* WHAT IS NEEDED
Continue the article on COVID-19 herd immunity from where it stops.

* TEXT
July 13, 2020 06:35 pm
Scientists are calling out for more bat research (Photo : NEXU Science Communication/via REUTERS)

New research claims that COVID-19 herd immunity could be achieved with fewer people acquiring the virus than previously believed.

Scientists from the University of Stockholm and the University of Nottingham came up with a model that categorized people into groups reflecting social activity level and age. When both factors are considered in the model, the level of herd immunity drops down from 60% to 43%. Note that 43% is an illustrative representation rather than an exact value.

What exactly is herd immunity?

Herd immunity is a form of indirect protection from infectious disease that happens when so many people have become immune to infection. This could happen upon getting a vaccine or when natural immunity is developed. When a large percentage becomes immune, the spread of that disease eventually stops.

Researchers had taken a new mathematical approach in order to estimate the herd immunity level for a population to a contagious disease, like in the case of the current coronavirus pandemic. The herd immunity threshold is defined as the percentage of the population that must become immune for the disease to stop spreading when all preventive measures are lifted.

For COVID-19, experts have previously stated that the herd immunity level is approximately 60%, a figure obtained from the portion of the population that must receive a vaccine to prevent an even larger outbreak. This figure is based on the assumption that each person is vaccinated, thus developing immunity. But the figure is entirely different if immunity is acquired as a result of disease spreading in a population consisting of people with many different behaviors.

* ENTRIES SHOWN

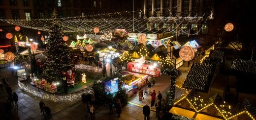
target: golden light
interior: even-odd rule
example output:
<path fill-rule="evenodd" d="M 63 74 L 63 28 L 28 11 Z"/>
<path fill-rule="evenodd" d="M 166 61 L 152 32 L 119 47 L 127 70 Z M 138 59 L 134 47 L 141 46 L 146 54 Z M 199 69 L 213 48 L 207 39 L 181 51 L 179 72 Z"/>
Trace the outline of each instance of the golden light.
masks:
<path fill-rule="evenodd" d="M 85 48 L 86 48 L 86 50 L 87 50 L 87 51 L 93 51 L 93 49 L 94 49 L 94 47 L 90 44 L 86 46 Z"/>
<path fill-rule="evenodd" d="M 9 39 L 11 39 L 12 38 L 12 37 L 13 37 L 12 34 L 10 33 L 7 33 L 5 35 L 5 37 L 6 37 L 7 38 L 8 38 Z"/>
<path fill-rule="evenodd" d="M 8 61 L 11 61 L 14 59 L 15 56 L 14 54 L 11 52 L 7 52 L 4 54 L 4 59 Z"/>
<path fill-rule="evenodd" d="M 20 30 L 21 30 L 21 28 L 19 26 L 16 26 L 14 29 L 17 31 L 19 31 Z"/>
<path fill-rule="evenodd" d="M 143 34 L 141 34 L 139 36 L 138 42 L 139 43 L 142 43 L 143 44 L 146 44 L 146 42 L 147 42 L 147 36 Z"/>
<path fill-rule="evenodd" d="M 37 49 L 37 44 L 31 43 L 30 48 L 31 50 L 36 51 Z"/>
<path fill-rule="evenodd" d="M 99 28 L 97 27 L 94 27 L 94 31 L 95 33 L 95 34 L 97 34 L 99 31 Z"/>
<path fill-rule="evenodd" d="M 230 32 L 234 29 L 234 25 L 230 23 L 228 23 L 225 25 L 225 26 L 224 27 L 224 29 L 225 29 L 225 30 L 227 32 Z"/>
<path fill-rule="evenodd" d="M 63 41 L 67 41 L 68 40 L 68 36 L 63 36 L 63 37 L 62 37 L 62 39 L 63 39 Z"/>
<path fill-rule="evenodd" d="M 41 37 L 41 38 L 40 38 L 40 39 L 42 41 L 43 41 L 44 40 L 44 38 L 43 37 L 43 36 L 42 36 L 42 37 Z"/>
<path fill-rule="evenodd" d="M 180 50 L 180 57 L 184 61 L 189 61 L 194 56 L 194 51 L 190 46 L 185 46 Z"/>

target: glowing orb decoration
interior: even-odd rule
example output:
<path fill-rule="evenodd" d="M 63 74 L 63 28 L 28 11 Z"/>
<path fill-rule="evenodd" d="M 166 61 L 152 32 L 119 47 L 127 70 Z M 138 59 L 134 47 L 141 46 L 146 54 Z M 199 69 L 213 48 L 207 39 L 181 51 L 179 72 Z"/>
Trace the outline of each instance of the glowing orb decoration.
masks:
<path fill-rule="evenodd" d="M 2 49 L 0 49 L 0 54 L 4 52 L 4 50 Z"/>
<path fill-rule="evenodd" d="M 6 35 L 5 35 L 5 37 L 6 37 L 7 38 L 9 39 L 11 39 L 12 38 L 12 34 L 10 33 L 7 33 Z"/>
<path fill-rule="evenodd" d="M 99 31 L 99 29 L 97 27 L 94 27 L 94 31 L 95 33 L 95 34 L 96 34 Z"/>
<path fill-rule="evenodd" d="M 139 36 L 138 39 L 138 42 L 139 43 L 142 43 L 143 44 L 146 44 L 146 42 L 147 42 L 147 36 L 143 34 L 141 34 L 140 36 Z"/>
<path fill-rule="evenodd" d="M 62 39 L 63 39 L 63 41 L 67 41 L 68 40 L 68 36 L 64 36 L 62 37 Z"/>
<path fill-rule="evenodd" d="M 42 41 L 43 41 L 44 40 L 44 38 L 43 37 L 43 36 L 42 36 L 42 37 L 41 37 L 41 38 L 40 38 L 40 39 Z"/>
<path fill-rule="evenodd" d="M 30 45 L 30 49 L 31 50 L 36 51 L 37 49 L 37 44 L 32 43 Z"/>
<path fill-rule="evenodd" d="M 93 51 L 93 49 L 94 49 L 94 47 L 90 44 L 86 46 L 85 48 L 86 48 L 86 50 L 87 50 L 87 51 Z"/>
<path fill-rule="evenodd" d="M 15 56 L 14 54 L 11 52 L 7 52 L 4 54 L 4 59 L 8 61 L 12 61 L 15 58 Z"/>
<path fill-rule="evenodd" d="M 17 31 L 19 31 L 20 30 L 21 30 L 21 28 L 19 26 L 16 26 L 14 29 Z"/>
<path fill-rule="evenodd" d="M 225 30 L 227 32 L 230 32 L 234 29 L 234 25 L 230 23 L 227 23 L 225 25 L 225 26 L 224 27 L 224 29 L 225 29 Z"/>
<path fill-rule="evenodd" d="M 180 57 L 184 61 L 189 61 L 194 56 L 194 50 L 190 46 L 185 46 L 180 50 Z"/>

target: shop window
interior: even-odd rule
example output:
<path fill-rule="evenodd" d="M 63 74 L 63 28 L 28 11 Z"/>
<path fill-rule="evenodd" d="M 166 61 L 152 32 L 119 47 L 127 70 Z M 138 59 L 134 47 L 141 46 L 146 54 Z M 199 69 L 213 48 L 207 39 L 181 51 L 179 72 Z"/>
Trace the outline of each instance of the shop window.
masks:
<path fill-rule="evenodd" d="M 16 0 L 10 0 L 10 4 L 11 5 L 16 5 Z"/>
<path fill-rule="evenodd" d="M 97 7 L 97 5 L 96 4 L 96 1 L 94 1 L 94 7 Z"/>
<path fill-rule="evenodd" d="M 23 5 L 24 6 L 29 6 L 29 0 L 23 0 Z"/>
<path fill-rule="evenodd" d="M 19 20 L 20 19 L 19 12 L 18 11 L 12 11 L 11 15 L 12 16 L 12 19 L 13 19 L 13 20 Z"/>
<path fill-rule="evenodd" d="M 203 25 L 202 25 L 202 34 L 207 34 L 208 29 L 208 25 L 206 24 L 203 24 Z"/>
<path fill-rule="evenodd" d="M 5 15 L 3 11 L 0 11 L 0 19 L 5 19 Z"/>
<path fill-rule="evenodd" d="M 58 0 L 58 7 L 61 7 L 62 6 L 62 0 Z"/>
<path fill-rule="evenodd" d="M 31 18 L 30 16 L 30 12 L 25 12 L 25 16 L 26 16 L 26 20 L 27 21 L 29 21 L 31 20 Z"/>
<path fill-rule="evenodd" d="M 40 19 L 42 19 L 44 18 L 44 14 L 43 12 L 39 13 L 39 17 Z"/>

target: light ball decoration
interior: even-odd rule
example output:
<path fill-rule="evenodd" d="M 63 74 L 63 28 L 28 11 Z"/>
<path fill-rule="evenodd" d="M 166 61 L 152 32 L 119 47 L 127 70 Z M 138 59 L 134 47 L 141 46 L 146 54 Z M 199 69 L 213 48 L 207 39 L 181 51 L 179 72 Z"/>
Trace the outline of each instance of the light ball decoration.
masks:
<path fill-rule="evenodd" d="M 65 35 L 62 37 L 62 39 L 63 39 L 64 41 L 67 41 L 68 40 L 68 36 Z"/>
<path fill-rule="evenodd" d="M 31 50 L 36 51 L 37 49 L 37 45 L 36 44 L 32 43 L 30 46 Z"/>
<path fill-rule="evenodd" d="M 12 37 L 13 37 L 12 34 L 10 33 L 7 33 L 5 35 L 5 37 L 6 37 L 7 39 L 12 39 Z"/>
<path fill-rule="evenodd" d="M 94 27 L 94 32 L 95 33 L 95 34 L 97 34 L 99 31 L 99 28 L 98 28 L 98 27 Z"/>
<path fill-rule="evenodd" d="M 90 44 L 86 46 L 85 48 L 86 48 L 86 50 L 87 50 L 87 51 L 93 51 L 93 49 L 94 49 L 94 47 Z"/>
<path fill-rule="evenodd" d="M 140 36 L 139 36 L 139 37 L 138 39 L 138 42 L 139 43 L 145 44 L 146 44 L 146 42 L 147 42 L 147 36 L 146 36 L 145 35 L 143 35 L 143 34 L 141 34 Z"/>
<path fill-rule="evenodd" d="M 224 29 L 225 29 L 225 30 L 226 30 L 226 31 L 230 32 L 233 30 L 233 29 L 234 29 L 234 24 L 230 23 L 228 23 L 225 25 Z"/>
<path fill-rule="evenodd" d="M 21 30 L 21 28 L 19 26 L 16 26 L 14 29 L 16 31 L 19 31 Z"/>
<path fill-rule="evenodd" d="M 11 61 L 13 60 L 14 58 L 15 58 L 15 56 L 14 55 L 14 54 L 11 52 L 7 52 L 4 54 L 4 59 L 6 61 Z"/>
<path fill-rule="evenodd" d="M 43 37 L 43 36 L 42 36 L 42 37 L 41 37 L 41 38 L 40 38 L 40 39 L 42 41 L 43 41 L 44 40 L 44 38 Z"/>
<path fill-rule="evenodd" d="M 192 47 L 185 46 L 180 50 L 179 55 L 184 61 L 189 61 L 194 57 L 194 51 Z"/>

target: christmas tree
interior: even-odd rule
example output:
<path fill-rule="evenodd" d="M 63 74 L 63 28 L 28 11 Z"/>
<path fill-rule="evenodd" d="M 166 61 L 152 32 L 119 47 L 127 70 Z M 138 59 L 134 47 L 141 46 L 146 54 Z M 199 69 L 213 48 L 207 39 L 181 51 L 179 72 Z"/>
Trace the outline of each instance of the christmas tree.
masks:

* RESPONSE TO THE EXERCISE
"By taking this new mathematical approach to estimating the level for herd immunity to be achieved we found it could potentially be reduced to 43%," University of Nottingham's Frank Ball said. "This reduction is mainly due to activity level rather than age structure."

The research described that people that live more socially active lives are more likely to get infected than those that are less socially active, and they are also more likely to spread the disease because of this active social behavior. Consequently, there is a lower herd immunity level when immunity is caused by disease spreading than when it comes from vaccination.

Applied in the current coronavirus pandemic, these findings suggest that social activity level and other individual variation is a critical aspect to consider in determining herd immunity and in models that help design policy.

The research has been published in the journal Science.